TEXT EXTRACT:
┌────────
Python API Contract¶
PowerZoo follows a small set of stable conventions on top of Gymnasium / PettingZoo / RLlib. This page is the authoritative description of those conventions; other pages assume them.
The contract has four layers:
- The base env interface (
BaseEnv). - Single-agent task envs (Gymnasium 5-tuple).
- Multi-agent task envs (PettingZoo Parallel or RLlib
MultiAgentEnv). - The framework / observation / cost contract that every task obeys.
The reward / cost split is central enough to have its own page: Reward and cost split.
1. BaseEnv — the abstract parent¶
BaseEnv (powerzoo/envs/base.py) inherits from gymnasium.Env and adds two PowerZoo-specific attributes:
| Attribute / method | Purpose |
|---|---|
time_step |
Step counter inside the current episode. |
delta_t_minutes |
Step length in minutes (must divide 1440). Default 30. |
action_space / observation_space |
Filled in by subclasses. |
reset(seed, options) |
Resets time_step and returns (state, info) (subclass-specific). |
step(action) |
Subclass-specific. Returns Gymnasium-style 5-tuples at the task layer. |
obs() / reward() / cost() |
Hooks; cost() defaults to 0 (CMDP-friendly). |
Subclasses do not store mutable state in arbitrary attributes. GridEnv and ResourceEnv keep their state in well-defined fields (case data, current_p_mw, soc, …) so that resets are reproducible.
└────────
PROBLEM DETAILS:
Rewrite the stretch of the Python API contract page from "The contract has" through "every task obeys.", renaming "task envs" to "task environments".

[Segmentation annotation records]
┌────────
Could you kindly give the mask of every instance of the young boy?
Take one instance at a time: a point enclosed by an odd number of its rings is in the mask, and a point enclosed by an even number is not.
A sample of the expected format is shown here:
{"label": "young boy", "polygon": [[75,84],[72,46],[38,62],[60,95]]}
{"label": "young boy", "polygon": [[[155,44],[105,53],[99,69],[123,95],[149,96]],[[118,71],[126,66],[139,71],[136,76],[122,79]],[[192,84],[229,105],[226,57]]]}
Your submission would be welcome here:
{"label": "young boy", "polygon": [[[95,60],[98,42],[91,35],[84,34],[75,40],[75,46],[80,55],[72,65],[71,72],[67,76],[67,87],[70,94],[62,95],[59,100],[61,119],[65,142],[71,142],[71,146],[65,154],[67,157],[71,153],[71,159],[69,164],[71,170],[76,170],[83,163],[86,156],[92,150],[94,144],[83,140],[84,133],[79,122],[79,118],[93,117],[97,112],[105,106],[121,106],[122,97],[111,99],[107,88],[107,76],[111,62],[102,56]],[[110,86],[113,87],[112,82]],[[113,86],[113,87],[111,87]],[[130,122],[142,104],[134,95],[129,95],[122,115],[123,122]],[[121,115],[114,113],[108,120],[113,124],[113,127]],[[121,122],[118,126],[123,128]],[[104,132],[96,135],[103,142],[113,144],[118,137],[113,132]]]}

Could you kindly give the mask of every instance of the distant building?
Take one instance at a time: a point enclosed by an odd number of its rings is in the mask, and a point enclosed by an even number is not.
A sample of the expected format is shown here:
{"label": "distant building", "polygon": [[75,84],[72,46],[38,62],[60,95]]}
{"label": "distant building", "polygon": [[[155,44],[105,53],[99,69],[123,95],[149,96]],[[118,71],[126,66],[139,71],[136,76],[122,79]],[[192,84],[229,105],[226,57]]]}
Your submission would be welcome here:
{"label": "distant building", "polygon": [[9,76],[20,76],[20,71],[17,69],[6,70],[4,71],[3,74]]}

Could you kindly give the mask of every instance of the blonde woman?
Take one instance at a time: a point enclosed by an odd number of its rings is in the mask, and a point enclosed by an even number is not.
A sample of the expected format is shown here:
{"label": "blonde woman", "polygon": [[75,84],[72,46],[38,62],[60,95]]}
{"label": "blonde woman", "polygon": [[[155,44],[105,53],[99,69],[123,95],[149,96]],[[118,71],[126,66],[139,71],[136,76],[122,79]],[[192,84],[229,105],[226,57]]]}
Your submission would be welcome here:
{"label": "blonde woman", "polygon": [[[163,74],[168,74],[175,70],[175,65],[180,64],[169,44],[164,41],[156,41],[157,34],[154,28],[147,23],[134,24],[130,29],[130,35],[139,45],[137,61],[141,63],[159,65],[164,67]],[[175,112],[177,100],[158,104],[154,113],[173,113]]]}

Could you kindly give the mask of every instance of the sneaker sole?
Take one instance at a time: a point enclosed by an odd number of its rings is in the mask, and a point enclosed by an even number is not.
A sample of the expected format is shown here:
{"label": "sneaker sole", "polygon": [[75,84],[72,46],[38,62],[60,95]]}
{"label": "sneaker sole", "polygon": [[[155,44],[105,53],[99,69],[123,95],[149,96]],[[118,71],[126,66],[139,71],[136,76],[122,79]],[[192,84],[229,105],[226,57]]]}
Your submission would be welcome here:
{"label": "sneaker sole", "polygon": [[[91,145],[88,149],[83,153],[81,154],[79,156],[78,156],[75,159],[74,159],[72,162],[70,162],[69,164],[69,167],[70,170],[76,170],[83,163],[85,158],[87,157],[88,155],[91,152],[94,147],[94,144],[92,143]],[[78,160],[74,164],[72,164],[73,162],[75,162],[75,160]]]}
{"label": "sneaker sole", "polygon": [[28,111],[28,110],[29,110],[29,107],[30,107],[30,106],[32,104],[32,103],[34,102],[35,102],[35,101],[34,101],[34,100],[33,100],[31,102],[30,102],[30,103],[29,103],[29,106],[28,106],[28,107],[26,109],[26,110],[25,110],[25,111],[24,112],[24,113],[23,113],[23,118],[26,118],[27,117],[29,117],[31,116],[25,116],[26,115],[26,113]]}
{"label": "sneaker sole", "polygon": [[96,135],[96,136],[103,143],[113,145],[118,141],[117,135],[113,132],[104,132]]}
└────────
EXERCISE OUTPUT:
The contract has four layers:
- The base env interface (
BaseEnv). - Single-agent task environments (Gymnasium 5-tuple).
- Multi-agent task environments (PettingZoo Parallel or RLlib
MultiAgentEnv). - The framework / observation / cost contract that every task obeys.